* TO DO
Copy out every line of the records in which "below" can be found.

* DATA TO PROCESS
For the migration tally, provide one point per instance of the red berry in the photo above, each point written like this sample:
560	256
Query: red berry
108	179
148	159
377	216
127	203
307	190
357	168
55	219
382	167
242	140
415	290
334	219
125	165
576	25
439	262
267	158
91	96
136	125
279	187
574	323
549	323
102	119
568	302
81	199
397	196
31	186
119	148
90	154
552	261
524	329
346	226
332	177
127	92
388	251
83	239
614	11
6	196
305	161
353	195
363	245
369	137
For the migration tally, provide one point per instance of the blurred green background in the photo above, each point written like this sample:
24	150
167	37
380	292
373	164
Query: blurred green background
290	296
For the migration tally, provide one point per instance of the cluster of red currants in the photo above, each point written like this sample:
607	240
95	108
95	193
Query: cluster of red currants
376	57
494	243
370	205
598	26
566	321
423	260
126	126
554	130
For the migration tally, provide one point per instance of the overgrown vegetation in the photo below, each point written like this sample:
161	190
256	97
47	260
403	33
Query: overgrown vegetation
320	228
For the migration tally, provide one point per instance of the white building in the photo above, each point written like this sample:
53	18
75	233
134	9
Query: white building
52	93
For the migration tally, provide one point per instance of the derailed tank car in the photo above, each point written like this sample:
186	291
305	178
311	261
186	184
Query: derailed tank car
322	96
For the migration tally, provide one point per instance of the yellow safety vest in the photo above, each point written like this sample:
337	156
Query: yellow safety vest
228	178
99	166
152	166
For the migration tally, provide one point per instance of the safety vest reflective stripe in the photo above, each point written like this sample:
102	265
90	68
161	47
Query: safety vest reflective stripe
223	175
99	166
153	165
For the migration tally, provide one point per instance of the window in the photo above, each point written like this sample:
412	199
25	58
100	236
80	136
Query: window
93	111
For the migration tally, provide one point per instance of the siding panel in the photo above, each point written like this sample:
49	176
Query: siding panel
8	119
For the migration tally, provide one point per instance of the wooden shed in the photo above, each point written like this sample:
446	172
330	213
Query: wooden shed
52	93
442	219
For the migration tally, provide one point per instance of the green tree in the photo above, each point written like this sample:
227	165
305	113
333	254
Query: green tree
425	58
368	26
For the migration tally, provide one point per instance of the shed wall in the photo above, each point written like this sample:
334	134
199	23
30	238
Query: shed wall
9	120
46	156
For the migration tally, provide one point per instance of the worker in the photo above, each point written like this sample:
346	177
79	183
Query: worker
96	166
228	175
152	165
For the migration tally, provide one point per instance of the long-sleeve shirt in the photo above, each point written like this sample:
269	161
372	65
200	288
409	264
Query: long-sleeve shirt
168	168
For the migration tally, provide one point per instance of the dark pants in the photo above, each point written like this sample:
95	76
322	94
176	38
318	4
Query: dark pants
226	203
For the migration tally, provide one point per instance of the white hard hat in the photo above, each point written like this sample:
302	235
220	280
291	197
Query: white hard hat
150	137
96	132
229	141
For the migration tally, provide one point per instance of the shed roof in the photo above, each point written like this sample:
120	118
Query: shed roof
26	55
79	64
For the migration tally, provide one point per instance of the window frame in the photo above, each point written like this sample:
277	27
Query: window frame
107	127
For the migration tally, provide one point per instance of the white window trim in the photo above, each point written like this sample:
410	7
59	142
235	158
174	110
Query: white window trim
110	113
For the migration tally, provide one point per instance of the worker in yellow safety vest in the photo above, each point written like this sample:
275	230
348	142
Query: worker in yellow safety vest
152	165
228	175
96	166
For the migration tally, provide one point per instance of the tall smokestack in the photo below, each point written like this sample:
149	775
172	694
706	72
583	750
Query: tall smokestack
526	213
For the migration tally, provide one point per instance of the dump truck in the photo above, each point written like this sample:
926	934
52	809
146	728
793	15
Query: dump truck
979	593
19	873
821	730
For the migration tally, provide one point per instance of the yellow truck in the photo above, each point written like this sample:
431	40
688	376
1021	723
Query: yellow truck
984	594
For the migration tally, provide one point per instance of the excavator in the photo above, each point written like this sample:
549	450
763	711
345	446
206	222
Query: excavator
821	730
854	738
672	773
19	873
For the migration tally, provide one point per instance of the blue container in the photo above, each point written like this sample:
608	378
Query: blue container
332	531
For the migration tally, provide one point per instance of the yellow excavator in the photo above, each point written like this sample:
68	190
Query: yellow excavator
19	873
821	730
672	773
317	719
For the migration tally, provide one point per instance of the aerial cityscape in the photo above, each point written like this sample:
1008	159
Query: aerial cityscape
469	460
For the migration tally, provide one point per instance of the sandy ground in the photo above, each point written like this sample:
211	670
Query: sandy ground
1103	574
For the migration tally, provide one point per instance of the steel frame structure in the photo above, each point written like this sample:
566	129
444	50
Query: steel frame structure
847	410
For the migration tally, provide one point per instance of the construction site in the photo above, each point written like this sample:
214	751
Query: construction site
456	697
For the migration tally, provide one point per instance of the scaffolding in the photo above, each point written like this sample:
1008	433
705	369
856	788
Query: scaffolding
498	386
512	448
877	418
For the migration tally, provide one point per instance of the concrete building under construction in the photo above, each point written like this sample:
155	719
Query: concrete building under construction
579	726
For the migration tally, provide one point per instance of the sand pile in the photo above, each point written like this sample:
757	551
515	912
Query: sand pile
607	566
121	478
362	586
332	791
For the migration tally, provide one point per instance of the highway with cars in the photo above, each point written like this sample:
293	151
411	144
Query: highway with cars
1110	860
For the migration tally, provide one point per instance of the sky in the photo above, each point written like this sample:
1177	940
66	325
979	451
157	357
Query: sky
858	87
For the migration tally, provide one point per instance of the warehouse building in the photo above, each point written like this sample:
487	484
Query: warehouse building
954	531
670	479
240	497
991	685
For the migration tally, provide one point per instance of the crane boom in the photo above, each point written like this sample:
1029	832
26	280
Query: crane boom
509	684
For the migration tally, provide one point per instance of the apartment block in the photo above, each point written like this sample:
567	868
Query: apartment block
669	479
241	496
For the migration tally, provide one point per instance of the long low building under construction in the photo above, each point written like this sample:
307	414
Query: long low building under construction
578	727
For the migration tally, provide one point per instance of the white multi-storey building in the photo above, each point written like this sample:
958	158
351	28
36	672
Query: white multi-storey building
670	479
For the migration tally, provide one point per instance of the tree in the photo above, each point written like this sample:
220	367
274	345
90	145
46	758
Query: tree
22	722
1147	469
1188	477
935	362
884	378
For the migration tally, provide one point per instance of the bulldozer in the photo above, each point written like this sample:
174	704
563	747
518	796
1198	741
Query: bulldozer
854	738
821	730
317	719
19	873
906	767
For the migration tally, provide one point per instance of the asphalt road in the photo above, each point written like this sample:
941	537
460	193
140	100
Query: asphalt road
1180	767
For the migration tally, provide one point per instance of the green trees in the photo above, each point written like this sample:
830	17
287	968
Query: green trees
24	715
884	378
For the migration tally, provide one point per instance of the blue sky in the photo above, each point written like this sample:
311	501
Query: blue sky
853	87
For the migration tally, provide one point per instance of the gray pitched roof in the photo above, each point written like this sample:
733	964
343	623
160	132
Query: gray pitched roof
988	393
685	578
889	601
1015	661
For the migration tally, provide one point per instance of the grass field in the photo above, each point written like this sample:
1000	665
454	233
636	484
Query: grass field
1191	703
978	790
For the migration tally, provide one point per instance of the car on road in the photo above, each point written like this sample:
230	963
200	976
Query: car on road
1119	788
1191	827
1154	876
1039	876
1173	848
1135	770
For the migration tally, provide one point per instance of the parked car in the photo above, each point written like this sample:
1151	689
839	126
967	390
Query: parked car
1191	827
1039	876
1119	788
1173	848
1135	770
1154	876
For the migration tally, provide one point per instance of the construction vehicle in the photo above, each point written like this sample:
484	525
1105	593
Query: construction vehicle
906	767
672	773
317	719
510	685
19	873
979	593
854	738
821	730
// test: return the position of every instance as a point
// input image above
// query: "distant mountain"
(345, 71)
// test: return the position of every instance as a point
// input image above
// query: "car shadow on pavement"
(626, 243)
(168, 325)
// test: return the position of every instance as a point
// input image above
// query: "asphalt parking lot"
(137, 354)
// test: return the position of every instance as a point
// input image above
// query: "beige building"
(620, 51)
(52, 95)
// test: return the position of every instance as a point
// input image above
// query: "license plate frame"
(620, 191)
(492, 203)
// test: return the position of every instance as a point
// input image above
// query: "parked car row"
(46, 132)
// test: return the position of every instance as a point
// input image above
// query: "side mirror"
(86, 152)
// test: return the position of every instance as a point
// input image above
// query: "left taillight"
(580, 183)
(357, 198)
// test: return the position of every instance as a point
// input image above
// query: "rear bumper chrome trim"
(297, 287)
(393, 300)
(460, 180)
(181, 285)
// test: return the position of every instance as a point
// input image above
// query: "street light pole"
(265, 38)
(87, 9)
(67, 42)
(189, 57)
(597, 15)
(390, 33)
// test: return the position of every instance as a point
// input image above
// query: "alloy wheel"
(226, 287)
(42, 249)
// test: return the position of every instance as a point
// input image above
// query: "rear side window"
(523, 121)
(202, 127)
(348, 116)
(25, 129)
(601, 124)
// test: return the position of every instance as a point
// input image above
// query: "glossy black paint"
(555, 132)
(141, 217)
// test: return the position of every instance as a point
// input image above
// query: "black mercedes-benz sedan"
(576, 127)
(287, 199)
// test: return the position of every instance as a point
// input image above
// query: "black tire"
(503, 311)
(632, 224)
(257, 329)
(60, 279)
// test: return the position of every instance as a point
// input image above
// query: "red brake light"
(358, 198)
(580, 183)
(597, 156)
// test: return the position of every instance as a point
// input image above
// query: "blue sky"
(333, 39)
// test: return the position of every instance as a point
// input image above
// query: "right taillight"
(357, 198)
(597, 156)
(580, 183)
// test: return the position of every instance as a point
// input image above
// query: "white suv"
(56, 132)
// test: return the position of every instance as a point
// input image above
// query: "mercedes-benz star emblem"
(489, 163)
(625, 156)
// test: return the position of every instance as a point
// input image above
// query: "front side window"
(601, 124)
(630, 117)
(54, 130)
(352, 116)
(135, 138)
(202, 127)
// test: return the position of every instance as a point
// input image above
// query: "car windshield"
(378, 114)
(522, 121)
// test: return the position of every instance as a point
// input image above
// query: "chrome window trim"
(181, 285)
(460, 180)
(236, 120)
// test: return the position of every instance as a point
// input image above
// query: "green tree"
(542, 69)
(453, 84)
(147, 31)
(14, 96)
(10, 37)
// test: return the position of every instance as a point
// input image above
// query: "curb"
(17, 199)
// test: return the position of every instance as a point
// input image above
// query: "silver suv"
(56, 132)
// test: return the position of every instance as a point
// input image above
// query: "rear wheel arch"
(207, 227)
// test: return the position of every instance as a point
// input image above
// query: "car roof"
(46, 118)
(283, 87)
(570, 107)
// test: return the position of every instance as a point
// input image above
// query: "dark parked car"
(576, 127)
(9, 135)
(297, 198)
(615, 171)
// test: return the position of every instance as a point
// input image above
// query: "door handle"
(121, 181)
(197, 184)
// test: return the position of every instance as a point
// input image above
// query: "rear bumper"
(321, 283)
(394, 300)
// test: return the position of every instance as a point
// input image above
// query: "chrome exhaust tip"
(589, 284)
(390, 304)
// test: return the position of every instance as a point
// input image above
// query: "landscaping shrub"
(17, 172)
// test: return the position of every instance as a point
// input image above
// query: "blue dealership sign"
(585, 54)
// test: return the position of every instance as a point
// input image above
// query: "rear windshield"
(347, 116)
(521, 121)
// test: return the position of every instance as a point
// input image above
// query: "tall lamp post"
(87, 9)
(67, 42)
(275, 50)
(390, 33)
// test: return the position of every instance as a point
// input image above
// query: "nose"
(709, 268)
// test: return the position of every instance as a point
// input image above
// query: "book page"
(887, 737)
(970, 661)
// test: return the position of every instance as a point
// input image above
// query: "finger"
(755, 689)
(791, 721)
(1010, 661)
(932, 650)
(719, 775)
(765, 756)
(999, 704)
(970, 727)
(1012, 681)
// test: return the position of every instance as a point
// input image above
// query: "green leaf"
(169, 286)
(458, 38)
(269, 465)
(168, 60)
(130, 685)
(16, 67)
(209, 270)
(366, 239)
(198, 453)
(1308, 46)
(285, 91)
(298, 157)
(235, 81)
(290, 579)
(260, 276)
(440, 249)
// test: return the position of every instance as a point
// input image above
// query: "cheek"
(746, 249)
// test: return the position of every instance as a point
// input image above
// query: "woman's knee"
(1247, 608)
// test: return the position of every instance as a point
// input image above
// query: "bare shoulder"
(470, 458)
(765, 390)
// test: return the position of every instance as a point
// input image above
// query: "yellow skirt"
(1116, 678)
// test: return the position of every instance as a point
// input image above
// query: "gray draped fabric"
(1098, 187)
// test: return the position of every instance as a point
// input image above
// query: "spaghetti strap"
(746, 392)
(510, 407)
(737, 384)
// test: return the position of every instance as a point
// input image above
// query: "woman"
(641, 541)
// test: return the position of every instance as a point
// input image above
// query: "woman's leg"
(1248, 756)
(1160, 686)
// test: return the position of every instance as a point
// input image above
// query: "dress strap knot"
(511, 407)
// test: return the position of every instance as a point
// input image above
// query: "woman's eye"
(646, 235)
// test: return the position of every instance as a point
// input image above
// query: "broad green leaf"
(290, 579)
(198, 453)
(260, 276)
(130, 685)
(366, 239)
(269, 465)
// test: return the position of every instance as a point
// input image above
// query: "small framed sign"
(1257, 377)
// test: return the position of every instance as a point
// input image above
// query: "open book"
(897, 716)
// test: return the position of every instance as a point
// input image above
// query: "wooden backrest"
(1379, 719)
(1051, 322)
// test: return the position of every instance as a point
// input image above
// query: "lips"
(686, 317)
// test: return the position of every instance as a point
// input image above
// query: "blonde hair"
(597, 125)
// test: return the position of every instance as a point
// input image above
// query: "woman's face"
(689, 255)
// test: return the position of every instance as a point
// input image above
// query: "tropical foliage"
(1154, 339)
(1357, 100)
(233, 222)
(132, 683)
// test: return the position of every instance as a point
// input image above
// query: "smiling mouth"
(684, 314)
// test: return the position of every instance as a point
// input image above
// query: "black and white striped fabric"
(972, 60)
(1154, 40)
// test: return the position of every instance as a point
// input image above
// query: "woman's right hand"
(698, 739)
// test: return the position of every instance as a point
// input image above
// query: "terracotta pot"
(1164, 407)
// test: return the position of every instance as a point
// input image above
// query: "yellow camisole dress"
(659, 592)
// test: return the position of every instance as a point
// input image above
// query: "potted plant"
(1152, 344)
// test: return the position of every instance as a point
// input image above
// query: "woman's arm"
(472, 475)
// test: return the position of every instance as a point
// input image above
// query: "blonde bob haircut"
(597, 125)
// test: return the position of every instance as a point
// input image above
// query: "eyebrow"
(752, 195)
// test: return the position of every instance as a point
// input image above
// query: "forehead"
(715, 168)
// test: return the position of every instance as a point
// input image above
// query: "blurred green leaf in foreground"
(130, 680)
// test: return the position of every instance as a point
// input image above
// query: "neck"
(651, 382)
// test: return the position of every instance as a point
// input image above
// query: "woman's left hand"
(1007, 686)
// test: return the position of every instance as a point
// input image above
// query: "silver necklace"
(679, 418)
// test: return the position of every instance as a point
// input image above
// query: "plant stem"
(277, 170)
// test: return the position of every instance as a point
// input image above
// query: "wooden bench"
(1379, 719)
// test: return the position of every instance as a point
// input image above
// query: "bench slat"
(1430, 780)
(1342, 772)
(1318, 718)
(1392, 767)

* YOUR RESPONSE
For the migration tally, provide one point per instance of the overgrown vegetation in the photo below, each point written like this sample:
For the migration tally, provide one point per instance of the tall smokestack in the photo below, each point written like this sample:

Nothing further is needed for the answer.